→ Exercise aim:
Print the lines in the listing below starting at the line with "Target: black and white photograph" and ending at the line with "Target: draped cloth", both included. Reproduce them exactly and omit every picture.
Content starts
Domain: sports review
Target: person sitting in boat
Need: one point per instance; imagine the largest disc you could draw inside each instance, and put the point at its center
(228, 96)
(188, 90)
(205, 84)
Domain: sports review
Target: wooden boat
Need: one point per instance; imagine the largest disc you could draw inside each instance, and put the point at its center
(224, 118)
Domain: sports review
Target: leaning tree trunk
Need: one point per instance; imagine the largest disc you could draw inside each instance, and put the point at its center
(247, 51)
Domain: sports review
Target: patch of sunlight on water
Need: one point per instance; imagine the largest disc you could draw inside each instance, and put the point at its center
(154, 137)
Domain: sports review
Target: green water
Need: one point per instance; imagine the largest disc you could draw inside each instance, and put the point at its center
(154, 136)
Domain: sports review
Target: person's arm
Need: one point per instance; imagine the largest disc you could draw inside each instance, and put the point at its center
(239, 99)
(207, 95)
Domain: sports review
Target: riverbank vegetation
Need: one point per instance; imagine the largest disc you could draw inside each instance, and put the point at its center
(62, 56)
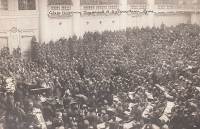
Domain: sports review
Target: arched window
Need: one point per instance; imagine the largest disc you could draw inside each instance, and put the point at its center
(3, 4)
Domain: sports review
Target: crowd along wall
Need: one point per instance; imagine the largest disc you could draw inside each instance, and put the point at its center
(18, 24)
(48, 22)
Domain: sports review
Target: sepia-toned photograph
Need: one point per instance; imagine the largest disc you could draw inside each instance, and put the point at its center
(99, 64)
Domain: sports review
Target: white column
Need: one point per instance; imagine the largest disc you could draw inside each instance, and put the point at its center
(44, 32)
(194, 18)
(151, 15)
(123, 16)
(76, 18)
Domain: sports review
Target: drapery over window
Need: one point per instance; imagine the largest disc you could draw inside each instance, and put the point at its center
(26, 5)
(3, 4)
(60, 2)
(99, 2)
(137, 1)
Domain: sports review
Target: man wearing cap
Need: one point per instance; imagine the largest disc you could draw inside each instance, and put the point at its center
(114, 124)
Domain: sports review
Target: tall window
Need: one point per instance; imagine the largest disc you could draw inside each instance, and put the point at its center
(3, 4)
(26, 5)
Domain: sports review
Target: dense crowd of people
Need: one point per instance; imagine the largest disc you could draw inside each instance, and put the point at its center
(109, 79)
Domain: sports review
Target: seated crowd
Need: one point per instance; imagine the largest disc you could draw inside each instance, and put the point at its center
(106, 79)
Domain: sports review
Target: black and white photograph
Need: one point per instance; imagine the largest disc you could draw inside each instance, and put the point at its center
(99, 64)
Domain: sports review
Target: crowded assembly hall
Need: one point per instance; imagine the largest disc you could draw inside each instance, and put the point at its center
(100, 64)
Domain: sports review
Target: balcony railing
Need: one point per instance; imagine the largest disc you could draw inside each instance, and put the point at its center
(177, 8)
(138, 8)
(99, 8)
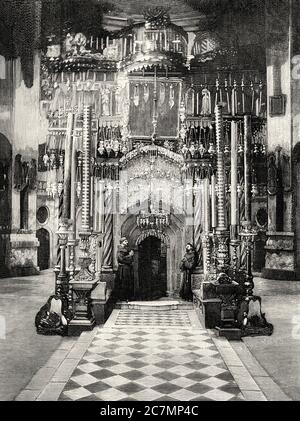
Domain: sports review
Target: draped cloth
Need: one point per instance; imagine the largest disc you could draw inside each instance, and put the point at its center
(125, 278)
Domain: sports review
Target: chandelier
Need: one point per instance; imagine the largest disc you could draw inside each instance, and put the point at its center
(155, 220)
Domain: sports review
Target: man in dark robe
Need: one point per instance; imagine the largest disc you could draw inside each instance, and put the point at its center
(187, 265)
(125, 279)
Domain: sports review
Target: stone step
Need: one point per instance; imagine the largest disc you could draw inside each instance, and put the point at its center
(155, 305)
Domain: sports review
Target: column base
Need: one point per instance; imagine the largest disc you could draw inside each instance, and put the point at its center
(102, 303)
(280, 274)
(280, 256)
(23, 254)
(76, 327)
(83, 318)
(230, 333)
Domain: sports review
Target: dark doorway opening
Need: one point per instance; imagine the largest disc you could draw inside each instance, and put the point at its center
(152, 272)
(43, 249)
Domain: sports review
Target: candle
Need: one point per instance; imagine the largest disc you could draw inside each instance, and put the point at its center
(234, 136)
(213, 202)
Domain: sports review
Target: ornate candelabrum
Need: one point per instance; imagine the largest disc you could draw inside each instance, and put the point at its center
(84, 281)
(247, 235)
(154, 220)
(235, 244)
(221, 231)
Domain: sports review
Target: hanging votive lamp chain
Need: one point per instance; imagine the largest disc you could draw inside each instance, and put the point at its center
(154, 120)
Content ends
Content starts
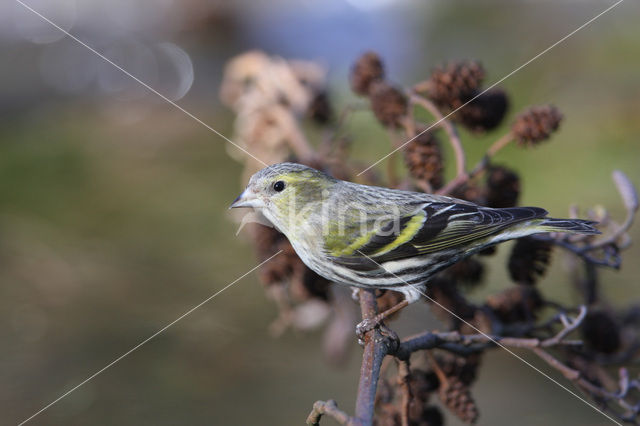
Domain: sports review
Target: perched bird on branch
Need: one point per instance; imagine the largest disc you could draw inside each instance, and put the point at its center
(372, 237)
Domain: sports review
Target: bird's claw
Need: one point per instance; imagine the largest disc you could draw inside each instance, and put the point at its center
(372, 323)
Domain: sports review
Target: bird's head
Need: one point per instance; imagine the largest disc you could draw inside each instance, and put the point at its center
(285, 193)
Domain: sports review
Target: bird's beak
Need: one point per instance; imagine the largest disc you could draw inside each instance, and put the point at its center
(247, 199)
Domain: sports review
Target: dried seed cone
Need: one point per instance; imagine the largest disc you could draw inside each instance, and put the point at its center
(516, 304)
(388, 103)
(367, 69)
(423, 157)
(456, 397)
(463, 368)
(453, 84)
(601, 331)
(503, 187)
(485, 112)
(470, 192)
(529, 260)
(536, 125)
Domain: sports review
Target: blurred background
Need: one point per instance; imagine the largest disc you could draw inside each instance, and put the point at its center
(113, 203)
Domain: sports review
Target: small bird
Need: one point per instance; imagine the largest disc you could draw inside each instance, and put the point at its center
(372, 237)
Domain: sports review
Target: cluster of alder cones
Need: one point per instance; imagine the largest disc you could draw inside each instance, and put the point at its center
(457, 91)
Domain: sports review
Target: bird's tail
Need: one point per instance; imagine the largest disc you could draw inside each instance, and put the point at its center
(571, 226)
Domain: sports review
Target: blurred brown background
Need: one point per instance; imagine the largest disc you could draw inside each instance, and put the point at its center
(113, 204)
Content ends
→ Answer for the task:
Target: black and white photograph
Need: one point per instance; imagine the largest disc you could draw inside each instance, and put the point at its center
(99, 64)
Domain: sports review
Target: crowded assembly hall
Need: one point per instance; imagine the largest disc you could draw inside each instance, and put the point at its center
(100, 64)
Domain: sports review
Target: balcony railing
Need: one point per instance; imagine the largest disc you could draw inside each instance, and put the point at its center
(177, 8)
(138, 8)
(99, 8)
Domain: sports review
Target: draped cloth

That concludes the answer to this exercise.